[Recorded data]
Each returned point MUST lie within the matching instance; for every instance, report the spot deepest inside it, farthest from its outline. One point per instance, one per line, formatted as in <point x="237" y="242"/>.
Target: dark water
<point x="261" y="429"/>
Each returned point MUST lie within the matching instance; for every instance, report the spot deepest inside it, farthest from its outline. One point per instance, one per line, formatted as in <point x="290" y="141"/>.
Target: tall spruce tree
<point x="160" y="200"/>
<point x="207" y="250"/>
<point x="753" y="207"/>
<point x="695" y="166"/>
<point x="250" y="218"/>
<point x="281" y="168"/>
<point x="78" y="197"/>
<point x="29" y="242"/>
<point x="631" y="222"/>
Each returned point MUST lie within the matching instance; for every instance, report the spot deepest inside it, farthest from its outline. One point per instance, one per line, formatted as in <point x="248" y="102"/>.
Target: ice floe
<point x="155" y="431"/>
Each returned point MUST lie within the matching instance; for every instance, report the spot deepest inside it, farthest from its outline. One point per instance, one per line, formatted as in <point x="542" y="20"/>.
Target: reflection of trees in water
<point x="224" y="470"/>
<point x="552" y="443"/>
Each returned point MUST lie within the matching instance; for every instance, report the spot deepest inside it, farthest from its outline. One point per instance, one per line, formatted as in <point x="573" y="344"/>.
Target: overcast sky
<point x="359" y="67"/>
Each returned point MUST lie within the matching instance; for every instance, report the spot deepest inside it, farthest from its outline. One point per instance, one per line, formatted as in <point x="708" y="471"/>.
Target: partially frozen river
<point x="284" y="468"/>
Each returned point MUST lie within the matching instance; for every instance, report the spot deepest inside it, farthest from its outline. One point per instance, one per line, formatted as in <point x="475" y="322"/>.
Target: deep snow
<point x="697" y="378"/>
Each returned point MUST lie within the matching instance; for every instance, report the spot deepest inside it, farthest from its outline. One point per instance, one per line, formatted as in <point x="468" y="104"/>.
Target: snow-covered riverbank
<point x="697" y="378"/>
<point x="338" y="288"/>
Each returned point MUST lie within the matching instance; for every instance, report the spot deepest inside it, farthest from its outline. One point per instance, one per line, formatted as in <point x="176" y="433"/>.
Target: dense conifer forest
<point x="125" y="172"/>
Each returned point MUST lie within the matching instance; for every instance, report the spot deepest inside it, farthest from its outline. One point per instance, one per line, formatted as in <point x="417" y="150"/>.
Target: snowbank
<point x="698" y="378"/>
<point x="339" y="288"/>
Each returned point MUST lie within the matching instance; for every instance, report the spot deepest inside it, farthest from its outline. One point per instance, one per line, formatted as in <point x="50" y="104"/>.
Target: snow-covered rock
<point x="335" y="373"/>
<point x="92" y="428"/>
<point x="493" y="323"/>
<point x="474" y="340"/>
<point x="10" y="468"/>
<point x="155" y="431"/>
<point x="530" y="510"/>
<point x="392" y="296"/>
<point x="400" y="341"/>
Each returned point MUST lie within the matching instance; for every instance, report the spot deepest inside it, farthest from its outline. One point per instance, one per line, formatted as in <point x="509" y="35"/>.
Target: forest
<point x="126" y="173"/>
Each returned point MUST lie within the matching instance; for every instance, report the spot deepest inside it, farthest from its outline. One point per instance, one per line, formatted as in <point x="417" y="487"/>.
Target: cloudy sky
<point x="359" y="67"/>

[Task to carry out] Retype the entries one by one, exactly.

[The completed task]
Each returned point MUST lie within the matching instance; for every instance, report the spot deepest inside it, farthest from its outline. One point per instance, one per line, formatted as in <point x="237" y="242"/>.
Target: dark water
<point x="261" y="429"/>
Each returned point MUST lie within the matching instance; for every instance, report the spot deepest inside it, farthest from its outline. One point per instance, one per line, formatted as in <point x="290" y="141"/>.
Target: tall spruce tree
<point x="160" y="200"/>
<point x="207" y="250"/>
<point x="753" y="207"/>
<point x="695" y="166"/>
<point x="250" y="218"/>
<point x="281" y="168"/>
<point x="78" y="197"/>
<point x="29" y="242"/>
<point x="631" y="222"/>
Each returned point MUST lie within the matching instance; for every instance, report the spot deepest inside it, farthest from its outline. One point per instance, one per line, formatted as in <point x="248" y="102"/>.
Target: ice floe
<point x="155" y="431"/>
Each returned point MUST lie within the matching instance; for every instance, report the spot deepest inside it, farthest from its outline. One point per instance, one per line, formatted as in <point x="542" y="20"/>.
Target: reflection of trees in water
<point x="224" y="470"/>
<point x="552" y="443"/>
Each returned point MUST lie within the matching instance; for every instance, report the spot deepest inside it, farthest from its outline. One point per instance, one per line, formatted as in <point x="573" y="344"/>.
Target: overcast sky
<point x="359" y="67"/>
Each returned point MUST lie within the matching instance; for every instance, report the spot deepest inside it, farthest from its outline. One point per instance, one per line, formatted as in <point x="708" y="471"/>.
Target: partially frozen river
<point x="284" y="468"/>
Each returned point MUST lie within the matching instance; for every instance, report the spot deepest inside it, farthest from its outline. One point per instance, one per line, formatted as in <point x="475" y="322"/>.
Target: deep snow
<point x="697" y="378"/>
Each returned point MUST lie within the matching instance; for every instance, report the spot deepest inside it, farthest from its outline. One point per instance, one per line, formatted as in <point x="468" y="104"/>.
Target: snow-covered riverbank
<point x="697" y="378"/>
<point x="338" y="288"/>
Each returned point MUST lie within the matching instance; for every instance, report the spot deepest inside it, farthest from its outline. One point per instance, one per line, formatted as in <point x="176" y="433"/>.
Target: dense conifer forest
<point x="125" y="172"/>
Each returned point MUST lie within the matching instance; for every instance, report the spot deepest inside it, farthest from its outline. One point per instance, one per line, formatted as in <point x="417" y="150"/>.
Target: snowbank
<point x="698" y="378"/>
<point x="339" y="288"/>
Each returned point MUST lie within the matching instance; for every instance, report the spot deepest inside it, farthest from its outline. One point per instance, one per line, formatted as in <point x="50" y="104"/>.
Target: snow-covered rock
<point x="335" y="373"/>
<point x="92" y="428"/>
<point x="493" y="323"/>
<point x="474" y="340"/>
<point x="10" y="468"/>
<point x="155" y="431"/>
<point x="530" y="510"/>
<point x="392" y="296"/>
<point x="400" y="341"/>
Each returned point MUST lie within the matching instance; for every instance, report the spot deepest inside it, farthest from its outline. One point per instance, one per line, formatted as in <point x="509" y="35"/>.
Target: forest
<point x="126" y="173"/>
Each returned point MUST lie within the matching instance; for every instance, report the spot deepest inside it, farthest from its outline. One point per instance, one per line, formatted as in <point x="417" y="487"/>.
Target: cloudy sky
<point x="359" y="67"/>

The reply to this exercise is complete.